** Material provided **
□ □ □ □ □
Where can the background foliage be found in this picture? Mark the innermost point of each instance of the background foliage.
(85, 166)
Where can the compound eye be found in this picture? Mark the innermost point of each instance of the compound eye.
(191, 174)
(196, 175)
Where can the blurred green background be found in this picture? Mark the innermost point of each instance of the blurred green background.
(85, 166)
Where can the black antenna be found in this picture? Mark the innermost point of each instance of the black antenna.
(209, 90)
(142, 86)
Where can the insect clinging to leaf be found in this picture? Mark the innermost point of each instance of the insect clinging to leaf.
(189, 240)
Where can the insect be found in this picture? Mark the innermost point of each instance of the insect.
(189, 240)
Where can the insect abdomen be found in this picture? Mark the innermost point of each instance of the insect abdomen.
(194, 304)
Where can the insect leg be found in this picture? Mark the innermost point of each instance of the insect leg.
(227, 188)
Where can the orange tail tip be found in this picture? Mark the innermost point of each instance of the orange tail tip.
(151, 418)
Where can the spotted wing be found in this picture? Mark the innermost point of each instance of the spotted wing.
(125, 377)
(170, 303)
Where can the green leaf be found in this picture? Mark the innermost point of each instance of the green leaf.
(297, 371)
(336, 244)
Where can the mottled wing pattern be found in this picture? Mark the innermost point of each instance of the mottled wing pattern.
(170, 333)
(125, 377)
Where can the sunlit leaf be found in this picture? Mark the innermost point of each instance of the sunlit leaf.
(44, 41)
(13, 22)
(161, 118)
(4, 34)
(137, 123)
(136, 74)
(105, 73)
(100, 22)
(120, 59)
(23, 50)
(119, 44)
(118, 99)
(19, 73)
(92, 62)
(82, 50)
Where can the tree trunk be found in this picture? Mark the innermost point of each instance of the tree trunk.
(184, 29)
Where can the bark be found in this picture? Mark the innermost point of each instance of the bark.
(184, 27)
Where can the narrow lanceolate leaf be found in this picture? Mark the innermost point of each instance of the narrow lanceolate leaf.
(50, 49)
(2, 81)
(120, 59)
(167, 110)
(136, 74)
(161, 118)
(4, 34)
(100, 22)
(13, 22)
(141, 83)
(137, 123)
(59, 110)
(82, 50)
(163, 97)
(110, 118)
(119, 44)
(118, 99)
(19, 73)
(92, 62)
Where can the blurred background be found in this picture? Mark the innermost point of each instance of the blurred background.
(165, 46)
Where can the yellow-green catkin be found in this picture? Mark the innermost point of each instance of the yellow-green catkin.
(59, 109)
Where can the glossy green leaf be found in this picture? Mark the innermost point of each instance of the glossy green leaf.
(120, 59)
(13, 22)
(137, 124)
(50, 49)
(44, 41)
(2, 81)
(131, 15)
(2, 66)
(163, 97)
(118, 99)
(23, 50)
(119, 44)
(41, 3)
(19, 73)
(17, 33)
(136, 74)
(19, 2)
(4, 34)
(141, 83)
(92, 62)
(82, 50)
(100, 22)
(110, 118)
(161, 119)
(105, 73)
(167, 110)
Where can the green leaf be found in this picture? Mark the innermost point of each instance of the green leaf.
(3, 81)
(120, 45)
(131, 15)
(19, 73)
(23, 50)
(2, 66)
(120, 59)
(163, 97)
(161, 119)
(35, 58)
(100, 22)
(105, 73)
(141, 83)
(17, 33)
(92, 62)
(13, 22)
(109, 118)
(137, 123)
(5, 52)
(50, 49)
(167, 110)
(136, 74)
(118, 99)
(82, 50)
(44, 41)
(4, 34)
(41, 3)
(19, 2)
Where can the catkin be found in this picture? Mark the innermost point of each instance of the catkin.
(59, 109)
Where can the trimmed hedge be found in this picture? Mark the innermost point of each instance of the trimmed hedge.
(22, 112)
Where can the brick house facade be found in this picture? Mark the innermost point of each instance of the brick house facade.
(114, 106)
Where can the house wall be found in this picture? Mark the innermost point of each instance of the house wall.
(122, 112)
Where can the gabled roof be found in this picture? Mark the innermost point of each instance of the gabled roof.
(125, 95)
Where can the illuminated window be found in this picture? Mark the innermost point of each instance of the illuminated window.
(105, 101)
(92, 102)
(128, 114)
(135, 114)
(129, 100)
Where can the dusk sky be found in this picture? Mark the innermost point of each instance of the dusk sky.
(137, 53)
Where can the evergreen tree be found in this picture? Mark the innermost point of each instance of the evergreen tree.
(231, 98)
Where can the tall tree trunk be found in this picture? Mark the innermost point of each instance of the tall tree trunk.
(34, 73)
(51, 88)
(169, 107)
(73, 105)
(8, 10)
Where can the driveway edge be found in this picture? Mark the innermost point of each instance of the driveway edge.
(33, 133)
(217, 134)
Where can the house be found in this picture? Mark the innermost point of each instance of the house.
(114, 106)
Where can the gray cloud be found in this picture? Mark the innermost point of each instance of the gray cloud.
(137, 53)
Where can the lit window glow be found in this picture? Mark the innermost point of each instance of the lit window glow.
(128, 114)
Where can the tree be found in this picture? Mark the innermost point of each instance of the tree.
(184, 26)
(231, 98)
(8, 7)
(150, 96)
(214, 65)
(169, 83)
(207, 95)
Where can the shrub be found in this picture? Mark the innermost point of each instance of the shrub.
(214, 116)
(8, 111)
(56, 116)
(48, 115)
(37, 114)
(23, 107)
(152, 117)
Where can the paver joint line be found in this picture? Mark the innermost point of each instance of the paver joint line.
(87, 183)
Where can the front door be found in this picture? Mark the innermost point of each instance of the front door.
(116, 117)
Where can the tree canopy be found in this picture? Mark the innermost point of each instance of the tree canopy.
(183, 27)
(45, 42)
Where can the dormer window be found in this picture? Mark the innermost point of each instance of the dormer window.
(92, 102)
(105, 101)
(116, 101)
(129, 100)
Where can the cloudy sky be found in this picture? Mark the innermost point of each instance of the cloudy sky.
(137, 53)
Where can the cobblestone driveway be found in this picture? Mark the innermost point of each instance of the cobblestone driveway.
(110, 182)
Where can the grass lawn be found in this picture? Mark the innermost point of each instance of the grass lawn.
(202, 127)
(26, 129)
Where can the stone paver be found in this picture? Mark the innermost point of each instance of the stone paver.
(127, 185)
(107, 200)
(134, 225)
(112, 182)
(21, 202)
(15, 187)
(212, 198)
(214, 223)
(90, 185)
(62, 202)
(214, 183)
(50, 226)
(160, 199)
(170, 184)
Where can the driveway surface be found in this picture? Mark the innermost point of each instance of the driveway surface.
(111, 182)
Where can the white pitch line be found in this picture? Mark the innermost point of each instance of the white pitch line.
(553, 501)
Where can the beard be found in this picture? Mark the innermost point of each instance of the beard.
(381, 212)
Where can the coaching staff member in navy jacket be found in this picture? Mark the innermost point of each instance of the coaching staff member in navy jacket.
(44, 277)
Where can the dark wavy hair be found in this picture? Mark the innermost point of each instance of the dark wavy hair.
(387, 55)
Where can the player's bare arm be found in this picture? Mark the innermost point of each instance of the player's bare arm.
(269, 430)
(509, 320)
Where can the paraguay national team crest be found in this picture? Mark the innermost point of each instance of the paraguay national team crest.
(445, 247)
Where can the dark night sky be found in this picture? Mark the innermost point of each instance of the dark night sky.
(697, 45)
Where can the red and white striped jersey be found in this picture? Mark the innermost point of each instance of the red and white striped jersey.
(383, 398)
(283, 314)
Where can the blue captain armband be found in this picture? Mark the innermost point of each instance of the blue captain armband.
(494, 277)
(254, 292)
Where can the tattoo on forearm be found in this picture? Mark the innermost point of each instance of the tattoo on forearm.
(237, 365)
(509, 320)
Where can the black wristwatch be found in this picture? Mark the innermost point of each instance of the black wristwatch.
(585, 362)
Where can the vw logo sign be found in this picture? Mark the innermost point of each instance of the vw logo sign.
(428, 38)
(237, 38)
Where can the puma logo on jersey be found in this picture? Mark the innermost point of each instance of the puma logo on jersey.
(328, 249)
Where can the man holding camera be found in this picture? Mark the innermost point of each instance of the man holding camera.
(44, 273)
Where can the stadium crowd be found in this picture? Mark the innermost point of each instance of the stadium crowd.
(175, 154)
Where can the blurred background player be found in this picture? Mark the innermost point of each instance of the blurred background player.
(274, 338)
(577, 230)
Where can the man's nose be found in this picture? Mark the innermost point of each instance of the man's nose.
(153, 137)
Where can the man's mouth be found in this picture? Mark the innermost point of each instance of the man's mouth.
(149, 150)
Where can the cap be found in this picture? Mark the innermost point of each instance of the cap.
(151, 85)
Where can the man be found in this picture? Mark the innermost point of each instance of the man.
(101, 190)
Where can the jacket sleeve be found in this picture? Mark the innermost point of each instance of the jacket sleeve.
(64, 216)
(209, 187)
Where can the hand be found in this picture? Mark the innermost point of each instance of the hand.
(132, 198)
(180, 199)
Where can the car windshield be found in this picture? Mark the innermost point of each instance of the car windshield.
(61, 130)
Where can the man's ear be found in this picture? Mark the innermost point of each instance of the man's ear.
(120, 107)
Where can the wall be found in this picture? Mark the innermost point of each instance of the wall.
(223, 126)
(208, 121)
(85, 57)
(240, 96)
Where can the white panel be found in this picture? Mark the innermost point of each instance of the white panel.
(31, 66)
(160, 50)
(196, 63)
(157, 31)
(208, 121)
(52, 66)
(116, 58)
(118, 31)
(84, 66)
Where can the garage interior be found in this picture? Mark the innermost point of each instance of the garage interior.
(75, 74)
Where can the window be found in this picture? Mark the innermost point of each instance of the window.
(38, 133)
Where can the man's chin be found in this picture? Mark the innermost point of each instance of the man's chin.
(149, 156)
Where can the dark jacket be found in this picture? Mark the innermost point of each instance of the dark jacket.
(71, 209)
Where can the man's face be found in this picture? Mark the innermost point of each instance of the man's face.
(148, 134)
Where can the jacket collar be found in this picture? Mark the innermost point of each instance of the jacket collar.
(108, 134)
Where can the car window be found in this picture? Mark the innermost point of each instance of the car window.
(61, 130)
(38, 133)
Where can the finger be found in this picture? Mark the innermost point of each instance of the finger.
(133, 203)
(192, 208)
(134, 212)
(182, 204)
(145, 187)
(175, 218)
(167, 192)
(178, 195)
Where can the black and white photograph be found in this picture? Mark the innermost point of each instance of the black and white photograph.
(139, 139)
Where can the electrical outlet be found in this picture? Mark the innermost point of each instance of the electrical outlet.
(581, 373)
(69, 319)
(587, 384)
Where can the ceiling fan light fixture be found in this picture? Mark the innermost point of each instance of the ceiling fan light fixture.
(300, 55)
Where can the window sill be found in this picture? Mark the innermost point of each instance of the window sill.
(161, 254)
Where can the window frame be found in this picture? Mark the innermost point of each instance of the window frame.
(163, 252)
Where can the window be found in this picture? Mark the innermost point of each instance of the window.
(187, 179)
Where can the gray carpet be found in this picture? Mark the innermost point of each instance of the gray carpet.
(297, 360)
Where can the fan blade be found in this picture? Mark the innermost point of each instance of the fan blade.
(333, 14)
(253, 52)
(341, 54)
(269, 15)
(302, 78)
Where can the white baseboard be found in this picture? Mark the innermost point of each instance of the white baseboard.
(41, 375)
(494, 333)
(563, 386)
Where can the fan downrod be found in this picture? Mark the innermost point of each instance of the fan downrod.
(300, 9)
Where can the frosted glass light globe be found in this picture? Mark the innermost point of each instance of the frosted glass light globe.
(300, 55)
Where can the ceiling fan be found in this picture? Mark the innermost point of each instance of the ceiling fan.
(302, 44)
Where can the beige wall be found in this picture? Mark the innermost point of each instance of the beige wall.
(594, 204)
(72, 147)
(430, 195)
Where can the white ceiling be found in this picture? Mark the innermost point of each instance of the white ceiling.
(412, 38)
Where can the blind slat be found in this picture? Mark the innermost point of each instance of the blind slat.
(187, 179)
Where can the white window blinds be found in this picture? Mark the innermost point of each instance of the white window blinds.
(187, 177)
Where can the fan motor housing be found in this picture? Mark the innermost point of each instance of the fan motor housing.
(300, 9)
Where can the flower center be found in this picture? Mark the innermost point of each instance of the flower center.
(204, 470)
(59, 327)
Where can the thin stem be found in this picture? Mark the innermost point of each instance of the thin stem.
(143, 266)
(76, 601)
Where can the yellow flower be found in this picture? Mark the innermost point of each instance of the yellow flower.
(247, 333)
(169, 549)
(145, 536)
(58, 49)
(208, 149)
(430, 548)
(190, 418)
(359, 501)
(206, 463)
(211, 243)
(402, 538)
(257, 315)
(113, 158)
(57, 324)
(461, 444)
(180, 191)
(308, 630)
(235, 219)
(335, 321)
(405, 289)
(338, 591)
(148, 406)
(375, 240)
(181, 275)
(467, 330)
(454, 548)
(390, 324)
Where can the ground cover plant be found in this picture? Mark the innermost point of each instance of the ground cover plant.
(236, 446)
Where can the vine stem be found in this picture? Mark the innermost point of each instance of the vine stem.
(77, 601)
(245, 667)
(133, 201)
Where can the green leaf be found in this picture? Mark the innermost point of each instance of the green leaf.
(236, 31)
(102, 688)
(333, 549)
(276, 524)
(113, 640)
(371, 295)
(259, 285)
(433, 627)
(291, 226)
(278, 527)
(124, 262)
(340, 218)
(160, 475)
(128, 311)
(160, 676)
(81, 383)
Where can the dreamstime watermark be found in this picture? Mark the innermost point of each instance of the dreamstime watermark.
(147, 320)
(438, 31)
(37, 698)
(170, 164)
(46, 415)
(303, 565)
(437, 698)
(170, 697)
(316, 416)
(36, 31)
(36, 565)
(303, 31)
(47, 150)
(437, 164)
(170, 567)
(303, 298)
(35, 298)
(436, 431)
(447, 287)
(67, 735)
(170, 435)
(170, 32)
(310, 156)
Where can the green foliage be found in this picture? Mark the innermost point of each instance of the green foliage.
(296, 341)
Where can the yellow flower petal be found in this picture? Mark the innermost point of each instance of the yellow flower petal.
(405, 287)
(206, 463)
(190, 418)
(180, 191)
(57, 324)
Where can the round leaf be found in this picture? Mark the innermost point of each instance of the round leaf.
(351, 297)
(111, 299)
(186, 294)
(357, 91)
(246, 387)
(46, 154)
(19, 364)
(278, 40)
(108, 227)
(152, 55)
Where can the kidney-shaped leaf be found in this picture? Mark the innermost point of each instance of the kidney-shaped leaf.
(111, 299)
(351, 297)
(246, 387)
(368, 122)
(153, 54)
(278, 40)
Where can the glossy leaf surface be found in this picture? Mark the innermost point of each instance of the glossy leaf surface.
□ □ □ □ □
** What is expected **
Copy exactly the line containing "Where can the green foliage" and every line after it, ending with the last line of the records above.

** Complete output **
Where can the green foliage be found in this picture? Mark the innermost point of each instance of the green foliage.
(296, 341)
Where can the yellow flower petal be found in this picture? Mark the innermost point of each instance of the yellow flower petal.
(405, 287)
(206, 463)
(190, 418)
(180, 191)
(57, 324)
Where can the round leaf be found in this picture? Mark the innermost point of each instance of the round leaf.
(351, 297)
(111, 299)
(186, 294)
(357, 91)
(246, 387)
(46, 154)
(19, 364)
(278, 40)
(108, 227)
(152, 55)
Where can the kidney-shaped leaf be found in this picture? Mark the innermost point of each instance of the kidney-shaped leaf.
(111, 299)
(351, 297)
(246, 387)
(368, 122)
(153, 54)
(278, 40)
Where can the glossy leaf surface be found in this picture? Mark the innermost point of each instance of the glossy leaf surface.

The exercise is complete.